# 1919 Excelsior Double bar



## Joe Buffardi (Feb 7, 2017)

Well long story short, I bought this bike a while back and sold it to a friend and ended up buying back. It never had a badge or any holes for a badge. It has the look of a Miami and Elgin combined. I was told its a Michigan City Excelsior. Every Excelsior I have seen has a badge. Still trying to figure this one out. Here is a pic at about 2:30 in the morning right before the California Cartel Meeting. It was bare frame and fork around 10 pm. God I love this motor-bike! I will take more today if it stops raining.


----------



## fordmike65 (Feb 7, 2017)

Thanks for letting me take it for a spin this past Sunday Joe. Not a real tall frame, but those Tillers make it a comfy rider!


----------



## Joe Buffardi (Feb 7, 2017)

Anytime bro!


----------



## markivpedalpusher (Feb 7, 2017)

Always nice when a long lost kid comes back to the fold - great bike Joe!


----------



## Joe Buffardi (Feb 7, 2017)

Thank you!


----------



## birdzgarage (Feb 7, 2017)

Pics do it no justice.i saw it at the ride and its a sharp ride!


----------



## Cheezer (Feb 8, 2017)

I would be interested in seeing more pic's, serial number would be great, I picked up a similar bike last year, also no head badge, i was told 1917 from someone at Memory Lane, but I was also at a loss as to the maker. It was suggested like yours to be Excelsior, but also Emblem, Peerless, Indian, and other's? Here's a pic of mine.


----------



## Joe Buffardi (Feb 8, 2017)

Great bike Cheezer! Here are some quick shots for you. Let me know if you need anymore. The bike is inside my house. The headset hardware on my bike has me baffled. The forks are very Miami. There are mo signs of volcano type fixing at my frame either. My serial mumber is 5 digit and kind of reminds me of early Schwinn font. Oh and the chainstays are very similar to Miami racer. Weird


----------



## Cheezer (Feb 9, 2017)

Hi Joe, thanks for the pic's, here's a photo of my serial, looks very similar. I think that mine has the wrong forks so no help there.


----------



## Joe Buffardi (Feb 9, 2017)

Ill take pics of the seat and chain stays and rear dropouts etc.


----------



## Velocipedist Co. (Feb 13, 2017)

Those tillers look perfect on that frame!  Very cool


----------



## Joe Buffardi (Feb 14, 2017)

It originally came with Tillers, Davis pedals and Motorcycle spec. Saddle.


----------

§ Listed records:
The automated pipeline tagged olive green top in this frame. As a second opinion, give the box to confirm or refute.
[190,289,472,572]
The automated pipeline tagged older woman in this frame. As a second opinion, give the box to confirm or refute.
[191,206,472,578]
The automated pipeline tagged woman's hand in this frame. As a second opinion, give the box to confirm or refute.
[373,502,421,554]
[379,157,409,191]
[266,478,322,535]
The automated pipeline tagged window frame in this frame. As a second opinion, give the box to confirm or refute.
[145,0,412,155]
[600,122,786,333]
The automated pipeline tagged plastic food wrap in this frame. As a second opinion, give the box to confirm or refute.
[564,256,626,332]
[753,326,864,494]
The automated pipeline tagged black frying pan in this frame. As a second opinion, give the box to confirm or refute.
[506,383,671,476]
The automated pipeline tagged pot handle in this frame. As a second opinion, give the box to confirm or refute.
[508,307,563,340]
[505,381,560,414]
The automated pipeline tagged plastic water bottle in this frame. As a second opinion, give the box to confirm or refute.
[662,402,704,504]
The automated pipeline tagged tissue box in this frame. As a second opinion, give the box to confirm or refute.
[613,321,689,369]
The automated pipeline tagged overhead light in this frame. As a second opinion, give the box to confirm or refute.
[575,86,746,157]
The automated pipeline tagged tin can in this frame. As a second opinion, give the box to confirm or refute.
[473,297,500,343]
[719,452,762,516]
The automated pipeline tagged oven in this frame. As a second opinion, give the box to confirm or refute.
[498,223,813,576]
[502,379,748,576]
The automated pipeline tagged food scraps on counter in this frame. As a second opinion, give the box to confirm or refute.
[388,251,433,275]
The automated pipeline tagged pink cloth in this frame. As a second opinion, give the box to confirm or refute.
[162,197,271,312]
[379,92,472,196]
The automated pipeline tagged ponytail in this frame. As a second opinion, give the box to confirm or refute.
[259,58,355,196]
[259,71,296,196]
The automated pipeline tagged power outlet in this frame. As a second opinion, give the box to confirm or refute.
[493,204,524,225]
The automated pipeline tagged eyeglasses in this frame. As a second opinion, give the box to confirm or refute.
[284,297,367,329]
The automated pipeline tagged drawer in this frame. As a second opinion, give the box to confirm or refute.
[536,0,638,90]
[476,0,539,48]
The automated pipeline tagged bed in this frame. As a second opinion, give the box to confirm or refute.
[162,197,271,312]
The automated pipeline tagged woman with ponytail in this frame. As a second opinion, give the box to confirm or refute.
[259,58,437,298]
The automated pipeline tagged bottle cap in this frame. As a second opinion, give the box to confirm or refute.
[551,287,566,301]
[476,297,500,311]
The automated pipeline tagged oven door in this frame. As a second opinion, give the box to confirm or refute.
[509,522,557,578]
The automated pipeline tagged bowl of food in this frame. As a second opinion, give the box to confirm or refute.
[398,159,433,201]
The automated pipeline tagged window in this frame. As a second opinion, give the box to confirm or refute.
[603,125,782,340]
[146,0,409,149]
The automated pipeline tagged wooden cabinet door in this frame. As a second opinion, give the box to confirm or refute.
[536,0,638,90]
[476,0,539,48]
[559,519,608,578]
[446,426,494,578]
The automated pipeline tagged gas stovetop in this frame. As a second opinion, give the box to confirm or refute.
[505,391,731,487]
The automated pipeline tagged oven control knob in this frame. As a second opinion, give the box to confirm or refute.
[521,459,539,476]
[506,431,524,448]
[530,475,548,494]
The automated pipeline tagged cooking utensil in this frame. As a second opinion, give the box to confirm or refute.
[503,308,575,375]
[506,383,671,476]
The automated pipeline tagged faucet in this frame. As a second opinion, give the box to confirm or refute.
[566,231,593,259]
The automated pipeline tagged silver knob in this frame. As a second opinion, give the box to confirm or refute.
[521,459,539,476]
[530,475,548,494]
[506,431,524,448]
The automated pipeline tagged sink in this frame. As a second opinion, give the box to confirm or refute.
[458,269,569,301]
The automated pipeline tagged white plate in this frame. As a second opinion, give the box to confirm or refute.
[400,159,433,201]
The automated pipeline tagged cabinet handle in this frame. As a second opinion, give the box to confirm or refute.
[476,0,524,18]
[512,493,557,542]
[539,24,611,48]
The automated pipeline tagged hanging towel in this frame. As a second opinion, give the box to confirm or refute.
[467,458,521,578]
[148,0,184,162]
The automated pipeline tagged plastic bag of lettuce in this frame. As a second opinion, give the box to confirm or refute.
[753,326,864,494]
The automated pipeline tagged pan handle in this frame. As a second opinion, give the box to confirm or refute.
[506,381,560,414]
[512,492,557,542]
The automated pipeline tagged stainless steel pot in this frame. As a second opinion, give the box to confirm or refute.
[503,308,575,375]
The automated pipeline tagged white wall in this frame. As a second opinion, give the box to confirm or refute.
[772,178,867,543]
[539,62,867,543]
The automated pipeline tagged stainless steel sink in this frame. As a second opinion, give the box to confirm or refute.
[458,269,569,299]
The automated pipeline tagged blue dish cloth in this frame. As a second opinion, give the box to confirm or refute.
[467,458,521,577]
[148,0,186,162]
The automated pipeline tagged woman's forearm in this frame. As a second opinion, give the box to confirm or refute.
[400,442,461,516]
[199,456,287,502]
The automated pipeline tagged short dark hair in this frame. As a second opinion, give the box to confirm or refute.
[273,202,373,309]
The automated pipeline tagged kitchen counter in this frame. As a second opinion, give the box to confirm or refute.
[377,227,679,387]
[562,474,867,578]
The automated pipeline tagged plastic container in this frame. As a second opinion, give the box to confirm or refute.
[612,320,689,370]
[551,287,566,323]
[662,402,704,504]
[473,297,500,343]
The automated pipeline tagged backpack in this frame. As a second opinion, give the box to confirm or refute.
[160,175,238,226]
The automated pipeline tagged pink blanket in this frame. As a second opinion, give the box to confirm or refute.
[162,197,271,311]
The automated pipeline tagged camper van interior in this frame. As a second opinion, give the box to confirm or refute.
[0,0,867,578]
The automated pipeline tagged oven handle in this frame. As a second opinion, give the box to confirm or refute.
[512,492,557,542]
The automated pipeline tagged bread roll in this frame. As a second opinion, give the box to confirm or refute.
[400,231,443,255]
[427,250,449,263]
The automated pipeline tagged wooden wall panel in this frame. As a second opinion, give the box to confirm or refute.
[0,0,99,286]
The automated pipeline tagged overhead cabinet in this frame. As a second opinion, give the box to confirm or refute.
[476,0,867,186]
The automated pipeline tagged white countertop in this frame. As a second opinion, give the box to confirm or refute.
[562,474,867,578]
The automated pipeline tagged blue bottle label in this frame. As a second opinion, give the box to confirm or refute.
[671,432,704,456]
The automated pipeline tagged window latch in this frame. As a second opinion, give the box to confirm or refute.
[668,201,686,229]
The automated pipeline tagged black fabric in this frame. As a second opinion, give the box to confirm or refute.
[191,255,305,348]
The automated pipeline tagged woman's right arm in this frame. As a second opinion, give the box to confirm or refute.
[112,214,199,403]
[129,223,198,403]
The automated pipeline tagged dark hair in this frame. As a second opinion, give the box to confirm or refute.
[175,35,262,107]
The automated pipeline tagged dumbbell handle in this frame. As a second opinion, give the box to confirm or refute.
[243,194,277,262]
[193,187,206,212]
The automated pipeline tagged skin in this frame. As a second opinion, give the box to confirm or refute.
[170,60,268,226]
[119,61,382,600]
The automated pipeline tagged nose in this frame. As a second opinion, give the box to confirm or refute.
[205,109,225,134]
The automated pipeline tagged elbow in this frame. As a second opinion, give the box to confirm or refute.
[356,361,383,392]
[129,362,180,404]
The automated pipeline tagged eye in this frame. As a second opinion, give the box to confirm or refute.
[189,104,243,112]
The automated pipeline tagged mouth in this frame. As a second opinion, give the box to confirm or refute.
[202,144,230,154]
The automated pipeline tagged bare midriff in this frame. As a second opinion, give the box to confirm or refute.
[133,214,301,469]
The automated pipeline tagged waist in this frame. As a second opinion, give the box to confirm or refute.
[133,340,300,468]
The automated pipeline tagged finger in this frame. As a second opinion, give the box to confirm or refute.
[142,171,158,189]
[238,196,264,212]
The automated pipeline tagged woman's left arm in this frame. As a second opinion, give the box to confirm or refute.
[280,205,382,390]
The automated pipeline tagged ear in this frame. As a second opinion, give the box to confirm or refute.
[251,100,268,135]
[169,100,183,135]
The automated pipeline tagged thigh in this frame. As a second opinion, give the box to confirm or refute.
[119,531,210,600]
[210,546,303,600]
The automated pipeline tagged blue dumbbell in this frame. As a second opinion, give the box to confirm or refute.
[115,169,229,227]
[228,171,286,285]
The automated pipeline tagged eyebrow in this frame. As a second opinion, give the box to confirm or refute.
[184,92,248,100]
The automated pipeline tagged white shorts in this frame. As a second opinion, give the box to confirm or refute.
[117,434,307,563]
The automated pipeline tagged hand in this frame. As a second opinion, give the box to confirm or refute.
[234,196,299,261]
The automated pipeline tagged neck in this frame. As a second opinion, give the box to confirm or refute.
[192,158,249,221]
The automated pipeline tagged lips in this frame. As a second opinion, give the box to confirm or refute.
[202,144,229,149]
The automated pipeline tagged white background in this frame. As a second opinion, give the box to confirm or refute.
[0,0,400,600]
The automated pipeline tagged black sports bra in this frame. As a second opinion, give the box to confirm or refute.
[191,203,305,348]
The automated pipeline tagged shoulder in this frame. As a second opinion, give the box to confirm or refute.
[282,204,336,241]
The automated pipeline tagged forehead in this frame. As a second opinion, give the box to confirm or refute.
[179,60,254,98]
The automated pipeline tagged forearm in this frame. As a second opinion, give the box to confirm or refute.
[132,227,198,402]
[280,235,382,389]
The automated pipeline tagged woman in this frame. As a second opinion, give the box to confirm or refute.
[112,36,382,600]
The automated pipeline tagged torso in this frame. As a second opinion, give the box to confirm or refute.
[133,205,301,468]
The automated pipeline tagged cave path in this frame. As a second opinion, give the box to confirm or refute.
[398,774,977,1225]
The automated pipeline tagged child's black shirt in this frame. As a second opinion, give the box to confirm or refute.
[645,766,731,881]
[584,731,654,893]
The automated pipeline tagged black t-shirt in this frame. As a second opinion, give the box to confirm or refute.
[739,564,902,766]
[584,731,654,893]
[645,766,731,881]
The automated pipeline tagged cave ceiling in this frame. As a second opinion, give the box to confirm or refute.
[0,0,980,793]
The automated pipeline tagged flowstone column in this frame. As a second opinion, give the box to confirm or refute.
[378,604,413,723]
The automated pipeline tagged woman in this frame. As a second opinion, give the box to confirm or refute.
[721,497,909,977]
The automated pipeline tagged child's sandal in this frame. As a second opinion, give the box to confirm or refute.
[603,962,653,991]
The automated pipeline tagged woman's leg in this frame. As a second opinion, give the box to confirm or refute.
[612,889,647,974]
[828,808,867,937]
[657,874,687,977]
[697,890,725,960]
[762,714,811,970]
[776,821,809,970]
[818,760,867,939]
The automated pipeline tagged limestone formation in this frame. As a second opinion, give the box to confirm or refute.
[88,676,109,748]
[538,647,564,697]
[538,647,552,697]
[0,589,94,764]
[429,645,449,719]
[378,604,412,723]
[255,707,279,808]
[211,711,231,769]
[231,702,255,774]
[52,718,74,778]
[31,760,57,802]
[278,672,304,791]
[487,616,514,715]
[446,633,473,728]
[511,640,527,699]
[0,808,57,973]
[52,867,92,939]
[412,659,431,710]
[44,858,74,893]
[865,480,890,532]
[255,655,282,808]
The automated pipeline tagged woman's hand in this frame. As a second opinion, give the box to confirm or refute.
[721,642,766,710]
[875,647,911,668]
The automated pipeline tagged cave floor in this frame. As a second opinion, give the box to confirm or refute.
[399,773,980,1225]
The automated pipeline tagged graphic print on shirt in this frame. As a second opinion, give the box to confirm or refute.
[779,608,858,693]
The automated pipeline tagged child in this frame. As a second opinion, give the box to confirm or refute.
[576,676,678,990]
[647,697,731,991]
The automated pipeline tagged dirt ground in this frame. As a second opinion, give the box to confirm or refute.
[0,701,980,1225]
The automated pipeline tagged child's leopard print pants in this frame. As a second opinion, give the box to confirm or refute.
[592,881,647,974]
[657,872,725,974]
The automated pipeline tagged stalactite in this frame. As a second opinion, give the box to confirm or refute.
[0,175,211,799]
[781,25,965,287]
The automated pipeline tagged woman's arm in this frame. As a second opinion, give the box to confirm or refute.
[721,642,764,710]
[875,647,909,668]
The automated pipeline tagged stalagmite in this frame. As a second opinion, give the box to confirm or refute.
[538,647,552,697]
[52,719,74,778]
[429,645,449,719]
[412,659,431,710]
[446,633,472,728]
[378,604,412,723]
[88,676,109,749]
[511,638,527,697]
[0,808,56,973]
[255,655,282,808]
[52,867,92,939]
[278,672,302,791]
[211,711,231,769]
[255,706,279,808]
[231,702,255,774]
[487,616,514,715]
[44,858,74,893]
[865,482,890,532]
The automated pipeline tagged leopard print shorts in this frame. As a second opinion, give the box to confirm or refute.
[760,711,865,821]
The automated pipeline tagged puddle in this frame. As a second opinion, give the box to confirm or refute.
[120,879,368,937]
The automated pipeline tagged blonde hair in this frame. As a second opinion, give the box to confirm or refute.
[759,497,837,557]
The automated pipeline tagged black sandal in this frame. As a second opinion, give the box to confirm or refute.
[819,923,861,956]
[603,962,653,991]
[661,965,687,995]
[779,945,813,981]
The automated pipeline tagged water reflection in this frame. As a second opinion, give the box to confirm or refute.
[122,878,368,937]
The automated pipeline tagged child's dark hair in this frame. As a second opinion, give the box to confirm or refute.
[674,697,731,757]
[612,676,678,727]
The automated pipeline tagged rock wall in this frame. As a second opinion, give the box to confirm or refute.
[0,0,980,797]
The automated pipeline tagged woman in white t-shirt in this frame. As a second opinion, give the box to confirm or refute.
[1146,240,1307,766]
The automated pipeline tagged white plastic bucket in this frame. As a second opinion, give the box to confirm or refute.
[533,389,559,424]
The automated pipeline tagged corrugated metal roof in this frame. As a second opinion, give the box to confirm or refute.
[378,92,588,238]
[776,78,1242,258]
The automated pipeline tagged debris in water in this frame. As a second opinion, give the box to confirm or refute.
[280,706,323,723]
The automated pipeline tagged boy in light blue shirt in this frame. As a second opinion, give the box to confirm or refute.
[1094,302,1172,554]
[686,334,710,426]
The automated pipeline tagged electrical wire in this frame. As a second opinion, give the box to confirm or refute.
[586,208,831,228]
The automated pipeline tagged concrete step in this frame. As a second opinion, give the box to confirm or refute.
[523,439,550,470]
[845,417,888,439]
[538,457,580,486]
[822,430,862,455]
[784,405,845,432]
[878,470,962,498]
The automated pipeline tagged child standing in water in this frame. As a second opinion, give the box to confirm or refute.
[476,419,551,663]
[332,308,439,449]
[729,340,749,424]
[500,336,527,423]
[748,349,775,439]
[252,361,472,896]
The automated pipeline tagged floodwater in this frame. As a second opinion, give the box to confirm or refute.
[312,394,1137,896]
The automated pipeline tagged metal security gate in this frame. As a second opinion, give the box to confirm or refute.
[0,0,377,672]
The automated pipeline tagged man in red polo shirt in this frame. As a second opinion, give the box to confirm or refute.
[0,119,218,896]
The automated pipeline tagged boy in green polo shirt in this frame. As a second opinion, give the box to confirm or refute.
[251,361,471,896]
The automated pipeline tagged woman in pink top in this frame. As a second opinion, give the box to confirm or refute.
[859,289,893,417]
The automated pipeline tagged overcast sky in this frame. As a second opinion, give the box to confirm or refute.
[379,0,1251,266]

§ Exercise description:
Check each statement against the forum thread about the 1919 Excelsior and answer yes or no, quoting the thread's deciding words: 1. Joe's bike had holes for a badge, but the badge itself was missing. 2. Cheezer heard from someone at Memory Lane that his bike dates from 1917. 3. fordmike65 describes the frame as very tall.

§ Output of the exercise:
1. No: "It never had a badge or any holes for a badge."
2. Yes: "i was told 1917 from someone at Memory Lane"
3. No: "Not a real tall frame"